--- Start Passage provided ---

Dive into Diplo's Jamaican Paradise

Diplo, wearing a Brunello Cucinelli shirt, trousers, and shoes, and Jacques Marie Mage glasses, in his library with 1950s French armchairs in a Glant fabric and a speaker sculpture by Lucas Muñoz Muñoz. Fashion Styling by Van Van Alonso.
 
The DJ reveals his tropical compound, a bold celebration of the landscape and culture of Jamaica.
 
A side view of the structure suggests a deceptively vertical orientation. “This is a house that asks people to explore and wander. The views unfold as you ascend ever higher,” says Gia Wolff.
 
Given DIPLO’s PEnchant for genre-bending and -breaking, mixing, and remixing, the property reflects not so much a specific kind of music but Diplo’s approach to music and creativity in general.
 
With its three dominant notes of concrete, wood, and lush greenery, the house feels like a mash-up of its rainforest setting, the land reconfigured and refined in ways that parallel the sampling and refashioning that are hallmarks of the musician’s practice.
 
The rhythmic interplay of the artificial and the natural, the different pitches and textures of the various spaces, all offer a glimpse into Diplo’s dexterity as a songwriter and his intuitive grasp of what makes a project work.
 
The communal dining table was fabricated by Bildad DeLeon of Deleon Wood Works from a slab of Brazilian angelim pedra.
 
Jamaica has loomed large for Diplo as an artistic lodestar and haven of inspiration since the beginning of his career.
 
“For a little island, this country has had such a powerful cultural impact around the world. There’s magic here,” the musician insists.

--- End Passage provided ---
--- Start Rows ---

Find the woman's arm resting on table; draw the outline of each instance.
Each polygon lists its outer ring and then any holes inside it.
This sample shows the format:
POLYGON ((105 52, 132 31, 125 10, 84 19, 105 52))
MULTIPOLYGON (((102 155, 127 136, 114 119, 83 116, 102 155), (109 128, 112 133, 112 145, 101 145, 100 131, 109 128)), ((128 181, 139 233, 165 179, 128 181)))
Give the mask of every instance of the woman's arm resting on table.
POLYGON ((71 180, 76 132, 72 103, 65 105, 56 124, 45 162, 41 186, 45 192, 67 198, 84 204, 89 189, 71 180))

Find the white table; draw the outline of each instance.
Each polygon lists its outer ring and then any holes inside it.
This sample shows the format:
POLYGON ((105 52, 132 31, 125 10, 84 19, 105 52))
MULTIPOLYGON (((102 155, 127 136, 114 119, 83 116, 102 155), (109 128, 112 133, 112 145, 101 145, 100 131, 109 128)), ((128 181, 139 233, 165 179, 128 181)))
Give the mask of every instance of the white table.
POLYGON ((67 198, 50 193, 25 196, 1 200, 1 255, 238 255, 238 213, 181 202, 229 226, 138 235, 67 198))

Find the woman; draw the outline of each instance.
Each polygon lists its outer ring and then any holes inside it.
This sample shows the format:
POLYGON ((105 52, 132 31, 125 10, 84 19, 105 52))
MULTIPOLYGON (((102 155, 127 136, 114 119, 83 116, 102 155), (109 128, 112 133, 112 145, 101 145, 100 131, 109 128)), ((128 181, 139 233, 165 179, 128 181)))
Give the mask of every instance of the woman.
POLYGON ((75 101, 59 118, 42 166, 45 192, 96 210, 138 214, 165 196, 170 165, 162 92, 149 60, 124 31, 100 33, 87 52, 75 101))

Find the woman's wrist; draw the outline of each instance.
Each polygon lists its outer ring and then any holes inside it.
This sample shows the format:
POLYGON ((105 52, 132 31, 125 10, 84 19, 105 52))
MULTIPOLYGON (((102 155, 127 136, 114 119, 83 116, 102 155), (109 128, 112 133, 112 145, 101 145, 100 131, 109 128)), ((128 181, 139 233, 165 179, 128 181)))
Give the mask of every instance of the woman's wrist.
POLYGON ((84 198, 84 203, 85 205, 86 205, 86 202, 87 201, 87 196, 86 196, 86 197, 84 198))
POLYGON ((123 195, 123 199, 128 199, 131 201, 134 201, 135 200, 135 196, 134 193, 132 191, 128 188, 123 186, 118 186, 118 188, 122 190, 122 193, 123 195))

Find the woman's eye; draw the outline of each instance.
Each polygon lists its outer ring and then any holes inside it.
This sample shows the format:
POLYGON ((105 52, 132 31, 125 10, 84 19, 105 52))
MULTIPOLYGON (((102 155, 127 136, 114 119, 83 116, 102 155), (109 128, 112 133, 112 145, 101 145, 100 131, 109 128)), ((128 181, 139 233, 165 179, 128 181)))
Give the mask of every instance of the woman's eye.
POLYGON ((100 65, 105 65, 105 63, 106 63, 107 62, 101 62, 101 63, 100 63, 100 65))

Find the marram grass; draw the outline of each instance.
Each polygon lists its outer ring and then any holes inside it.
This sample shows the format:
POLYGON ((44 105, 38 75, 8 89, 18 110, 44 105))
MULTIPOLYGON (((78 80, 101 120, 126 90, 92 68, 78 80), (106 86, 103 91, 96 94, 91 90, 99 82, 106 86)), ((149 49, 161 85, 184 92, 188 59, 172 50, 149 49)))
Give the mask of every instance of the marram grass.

--- End Rows ---

**Instructions**.
• a. For each statement, say whether it agrees with the Diplo house feature, answering yes or no and quoting the deciding words: (i) the communal dining table was made from Brazilian angelim pedra; (ii) the three dominant notes of the house are concrete, glass, and wood; (iii) the speaker sculpture in the library is by Lucas Muñoz Muñoz.
• b. Transcribe the stretch from "Given DIPLO’s PEnchant" through "Brazilian angelim pedra." in the Diplo house feature.
Nothing in the records is needed here.

**Replies**.
• a.
(i) Yes: "fabricated by Bildad DeLeon of Deleon Wood Works from a slab of Brazilian angelim pedra"
(ii) No: "three dominant notes of concrete, wood, and lush greenery"
(iii) Yes: "a speaker sculpture by Lucas Muñoz Muñoz"

• b.
Given DIPLO’s PEnchant for genre-bending and -breaking, mixing, and remixing, the property reflects not so much a specific kind of music but Diplo’s approach to music and creativity in general.
 
With its three dominant notes of concrete, wood, and lush greenery, the house feels like a mash-up of its rainforest setting, the land reconfigured and refined in ways that parallel the sampling and refashioning that are hallmarks of the musician’s practice.
 
The rhythmic interplay of the artificial and the natural, the different pitches and textures of the various spaces, all offer a glimpse into Diplo’s dexterity as a songwriter and his intuitive grasp of what makes a project work.
 
The communal dining table was fabricated by Bildad DeLeon of Deleon Wood Works from a slab of Brazilian angelim pedra.